* BEGIN *

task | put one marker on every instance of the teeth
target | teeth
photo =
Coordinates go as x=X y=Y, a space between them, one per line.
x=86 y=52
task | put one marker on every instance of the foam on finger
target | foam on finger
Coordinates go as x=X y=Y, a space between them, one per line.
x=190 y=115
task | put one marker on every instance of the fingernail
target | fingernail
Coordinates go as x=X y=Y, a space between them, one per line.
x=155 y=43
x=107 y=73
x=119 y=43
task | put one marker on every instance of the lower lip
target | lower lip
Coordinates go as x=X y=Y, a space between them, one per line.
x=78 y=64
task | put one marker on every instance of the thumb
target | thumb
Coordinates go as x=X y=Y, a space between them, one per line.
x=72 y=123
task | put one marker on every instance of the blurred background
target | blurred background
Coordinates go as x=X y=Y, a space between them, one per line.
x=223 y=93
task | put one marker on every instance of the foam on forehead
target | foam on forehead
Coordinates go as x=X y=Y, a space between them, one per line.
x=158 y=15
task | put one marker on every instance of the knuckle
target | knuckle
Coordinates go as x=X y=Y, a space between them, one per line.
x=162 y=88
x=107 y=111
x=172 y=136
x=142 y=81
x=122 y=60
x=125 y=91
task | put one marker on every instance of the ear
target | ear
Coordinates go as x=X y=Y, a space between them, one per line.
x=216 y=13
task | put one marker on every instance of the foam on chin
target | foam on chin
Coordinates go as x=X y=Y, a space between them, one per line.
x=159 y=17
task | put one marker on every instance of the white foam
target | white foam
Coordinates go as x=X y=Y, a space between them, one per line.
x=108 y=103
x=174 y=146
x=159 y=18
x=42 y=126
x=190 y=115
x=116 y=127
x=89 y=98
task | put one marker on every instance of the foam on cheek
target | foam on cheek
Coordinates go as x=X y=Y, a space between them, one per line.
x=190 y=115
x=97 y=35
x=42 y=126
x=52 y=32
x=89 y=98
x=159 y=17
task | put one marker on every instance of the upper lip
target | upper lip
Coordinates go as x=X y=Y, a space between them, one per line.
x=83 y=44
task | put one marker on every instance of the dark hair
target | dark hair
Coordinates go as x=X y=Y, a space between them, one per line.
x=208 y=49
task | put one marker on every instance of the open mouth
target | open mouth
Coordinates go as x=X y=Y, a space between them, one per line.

* END *

Print all of the data above again, line for line, with nothing changed.

task | put one marker on every instance of the teeth
target | teeth
photo =
Coordinates go as x=X y=Y, a space between them, one per line.
x=86 y=52
task | put one marker on every instance of the foam on finger
target | foam on finger
Coordinates go as x=X y=Y, a space between them, one per line.
x=190 y=115
task | put one marker on every instance of the fingernail
target | fingernail
Coordinates go as x=X y=Y, a space between them, one per line.
x=155 y=43
x=107 y=73
x=119 y=43
task | put one marker on every instance of the lower lip
target | lower lip
Coordinates go as x=X y=Y, a space between them, one per line.
x=78 y=64
task | put one marker on every instance of the thumb
target | thumb
Coordinates go as x=X y=Y, a space between them, one per line.
x=72 y=123
task | put one marker on every instance of the blurred background
target | blurred background
Coordinates go as x=X y=Y, a space between them, one per line.
x=223 y=93
task | put one marker on every instance of the foam on forehead
target | foam on forehead
Coordinates go as x=X y=Y, a space between them, one per line.
x=158 y=15
task | put one marker on every instance of the knuckle
target | knuckle
Coordinates go as x=X y=Y, a space between them, one per line.
x=162 y=88
x=107 y=111
x=172 y=136
x=142 y=81
x=122 y=60
x=125 y=91
task | put one marker on every instance of the ear
target | ear
Coordinates go as x=X y=Y, a space between them, one per line.
x=216 y=13
task | put one marker on every instance of the foam on chin
target | foam on chin
Coordinates go as x=X y=Y, a space between them, one per line.
x=159 y=17
task | put one marker on every instance of the white foam
target | white foam
Coordinates go as x=X y=Y, a space between them, one per line.
x=108 y=103
x=174 y=146
x=159 y=18
x=42 y=126
x=190 y=115
x=116 y=127
x=89 y=98
task | put one marker on every instance of the foam on cheek
target | foam on cheek
Coordinates go as x=X y=Y, a space between them, one per line.
x=190 y=115
x=97 y=35
x=42 y=126
x=52 y=32
x=89 y=98
x=159 y=17
task | put one marker on every instance of the upper lip
target | upper lip
Coordinates go as x=X y=Y, a space between them, one per line.
x=83 y=44
task | put one marker on every instance of the dark hair
target | dark hair
Coordinates go as x=X y=Y, a space between them, one per line.
x=208 y=49
task | put one marker on every instance of the open mouth
target | open mouth
Coordinates go as x=X y=Y, a space between them, one per line.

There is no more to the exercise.